### Exercise tasks
• a. Repeat word for word the stretch from "Via Zoom or" through "mean to you?" in the text about Arlene Goldbard's talks and workshops.
• b. Pick up the text about Arlene Goldbard's talks and workshops after its final sentence and carry it forward.

### Text section
------------------------

Arlene Goldbard’s keynote address, workshop and one-on-one consultations profoundly affected participants at the National Guild’s 2006 Conference for Community Arts Education, helping them reconnect with their passion for their work. One participant wrote “Arlene’s session and key note address were the highlight of the conference. They caused me to pause, take personal inventory, reflect, and renew my commitment…” Another shared that “Arlene was accessible, smart, feeling, direct and nurturing. She helped people to get in touch with the why of their work and re-envision it in an empowering way.” By reflecting on community arts education as spiritual practice, Arlene unleashed our members’ energy and enthusiasm, which surely made a difference upon their return home.
— Kenneth T. Cole, Program Director
National Guild of Community Schools of the Arts
Click here to watch videos, including Arlene’s provocative keynote, “Why America Needs Artists (It’s Not What You Think).”
Click here to read talks and speeches.
In The Camp of Angels of Freedom workshops
This workshop was profoundly inspiring and fruitful in deepening my understanding of my own educational journey. By reflecting on the “angels”, who embodied possibilities of how to live a fulfilling and self-invented life, I uncovered some unexpected truths about myself. Arlene is an exceptional facilitator and it was wonderful to be in a community of people willing to open up to a new way of seeing ourselves and what it means to be educated.
Olivia Teter, Head of Client Innovation, Second Harvest of Silicon Valley
Encountering Your Angels
An Interactive Workshop
Writing In The Camp of Angels of Freedom: What Does It Mean to be Educated? taught me something about myself through the process of discovering whom I wished to honor and why. I learned even more by revisiting the times in my life when I first encountered each person’s work, tracing the process of learning, integration, and impact. And as so often happens, reflecting on the little stories grounded in my own life opened a window on a much larger story.
The same discoveries await you. Who are your angels: the the individuals whose work and lives played catalytic, guiding, enlarging roles in your own life story thus far?
In this workshop, you’ll open a line of fearless inquiry into the true sources of your character, knowledge, skill, and wisdom. Who inspired you? Who catalyzed a turning point? Whom do you wish to honor? You’ll work with one individual, then come away with a clear, simple process for identifying, honoring, and learning from all of those who’ve helped make your path.
Via Zoom or in person. Handouts and worksheets provided. Discount code for In The Camp of Angels of Freedom: What Does It Mean to be Educated? provided upon registration.
What Does It Mean to be an Educated Person?
An Interactive Workshop
One thing that inspired me to write In The Camp of Angels of Freedom: What Does It Mean to be Educated? is alarm at the speed and harshness of the campaign to convert social goods such as education to profit centers, inflating the value of credentialed expertise and its privileges over even the most powerful lived knowledge. Apart from formal education as a path to wealth: What does it really mean to be educated? What does it mean to you?
Through readings, writing exercises, and provocative discussions, this workshop will help you discover your own truest answers to a question that badly needs to be asked—and then to make your own path to knowledge and wisdom by walking it.

------------------------

[Lines of data]
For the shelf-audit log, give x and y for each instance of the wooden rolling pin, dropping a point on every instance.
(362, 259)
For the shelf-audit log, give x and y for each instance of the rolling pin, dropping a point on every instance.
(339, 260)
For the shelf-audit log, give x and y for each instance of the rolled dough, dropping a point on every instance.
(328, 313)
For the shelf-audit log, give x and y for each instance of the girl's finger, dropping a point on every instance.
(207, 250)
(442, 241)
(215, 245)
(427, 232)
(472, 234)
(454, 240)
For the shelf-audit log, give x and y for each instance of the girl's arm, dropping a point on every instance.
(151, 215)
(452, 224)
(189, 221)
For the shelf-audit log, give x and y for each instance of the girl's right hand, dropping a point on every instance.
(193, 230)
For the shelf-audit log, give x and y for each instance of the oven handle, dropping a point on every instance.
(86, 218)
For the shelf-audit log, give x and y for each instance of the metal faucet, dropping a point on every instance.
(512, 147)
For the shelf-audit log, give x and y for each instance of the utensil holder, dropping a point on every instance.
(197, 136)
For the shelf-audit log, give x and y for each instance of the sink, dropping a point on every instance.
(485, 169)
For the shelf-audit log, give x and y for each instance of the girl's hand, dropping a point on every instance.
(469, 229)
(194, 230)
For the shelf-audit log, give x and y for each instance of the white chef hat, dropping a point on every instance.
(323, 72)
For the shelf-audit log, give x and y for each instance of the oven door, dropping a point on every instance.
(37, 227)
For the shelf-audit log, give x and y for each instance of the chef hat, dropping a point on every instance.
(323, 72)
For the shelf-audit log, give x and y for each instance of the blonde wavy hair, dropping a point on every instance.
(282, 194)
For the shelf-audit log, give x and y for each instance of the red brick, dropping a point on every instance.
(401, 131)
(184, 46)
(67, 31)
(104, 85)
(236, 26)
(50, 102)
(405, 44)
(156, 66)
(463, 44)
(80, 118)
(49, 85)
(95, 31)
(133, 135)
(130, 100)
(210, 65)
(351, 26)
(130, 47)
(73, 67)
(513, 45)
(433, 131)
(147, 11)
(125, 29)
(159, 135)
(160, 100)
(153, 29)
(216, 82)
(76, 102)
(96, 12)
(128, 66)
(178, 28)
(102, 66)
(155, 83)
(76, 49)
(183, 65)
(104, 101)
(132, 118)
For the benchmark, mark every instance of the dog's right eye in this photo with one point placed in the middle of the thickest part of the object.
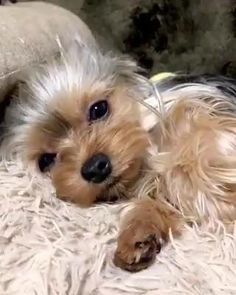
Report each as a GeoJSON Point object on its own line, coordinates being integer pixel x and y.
{"type": "Point", "coordinates": [98, 110]}
{"type": "Point", "coordinates": [46, 161]}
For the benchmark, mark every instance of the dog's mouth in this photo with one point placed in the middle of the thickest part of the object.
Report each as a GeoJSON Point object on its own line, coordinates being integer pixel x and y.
{"type": "Point", "coordinates": [113, 192]}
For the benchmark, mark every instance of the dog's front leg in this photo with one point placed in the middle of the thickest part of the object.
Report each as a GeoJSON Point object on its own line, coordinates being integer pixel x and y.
{"type": "Point", "coordinates": [144, 230]}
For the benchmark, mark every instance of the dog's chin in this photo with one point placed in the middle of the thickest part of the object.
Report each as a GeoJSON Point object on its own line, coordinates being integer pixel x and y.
{"type": "Point", "coordinates": [117, 189]}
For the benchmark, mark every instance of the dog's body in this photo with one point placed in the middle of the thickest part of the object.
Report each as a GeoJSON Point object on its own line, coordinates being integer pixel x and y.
{"type": "Point", "coordinates": [80, 119]}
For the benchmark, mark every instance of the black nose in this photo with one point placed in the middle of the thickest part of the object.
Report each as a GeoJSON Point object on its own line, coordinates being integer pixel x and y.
{"type": "Point", "coordinates": [96, 169]}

------------------------

### Task-by-task outputs
• a.
Via Zoom or in person. Handouts and worksheets provided. Discount code for In The Camp of Angels of Freedom: What Does It Mean to be Educated? provided upon registration.
What Does It Mean to be an Educated Person?
An Interactive Workshop
One thing that inspired me to write In The Camp of Angels of Freedom: What Does It Mean to be Educated? is alarm at the speed and harshness of the campaign to convert social goods such as education to profit centers, inflating the value of credentialed expertise and its privileges over even the most powerful lived knowledge. Apart from formal education as a path to wealth: What does it really mean to be educated? What does it mean to you?

• b.
Via Zoom or in person. Handouts and worksheets provided. Discount code for In The Camp of Angels of Freedom: What Does It Mean to be Educated? provided upon registration.
Sample Topics
Story Circles for Civic Dialogue and Art-Making
An Interactive Workshop
A story circle is a small group of individuals sitting in a circle, sharing stories—usually from their own experience or imagination—focusing on a common theme. Each person gets equal time and attention and no interruptions or contradictions, then the group reflects on the body of stories that were shared. It’s a way to share experiences, exploring commonalities and differences, to have a real dialogue around potentially polarized issues, and to surface stories for use in devising theater, murals, or other arts projects.
As stories are layered, complexity and richness emerge, and so do underlying commonalities between participants and onlookers. The sum of any story circle is a multidimensional exploration of its theme, making the points that there isn’t one way to look at any topic or situation, and that everyone’s story adds wisdom, shedding light where it’s most needed.
I have experience devising story circle events for intimate situations and large-scale dialogues, training facilitators and scribes, devising generative prompts, and using the resulting stories in myriad ways. In a basic workshop, participants learn to master this powerful democratic dialogue tool by doing a story circle themselves and analyzing the process together. I provide detailed written instructions as a takeaway.
A Culture of Possibility for Your Organization
An Interactive Workshop
When I travel around the country talking to organizations about a culture of possibility that releases and increases true potential, everyone gets it. When I say we need to bring our whole selves to work—minds, bodies, emotions and spirits—the room is a sea of bobbing heads. Yet in many organizations, people feel that their work serves organizational processes that they didn’t create and haven’t owned. To excel, it has to be the other way around. People must feel their work enlarges their creativity, their sense of personal achievement, and their pleasure in what they do and what it means.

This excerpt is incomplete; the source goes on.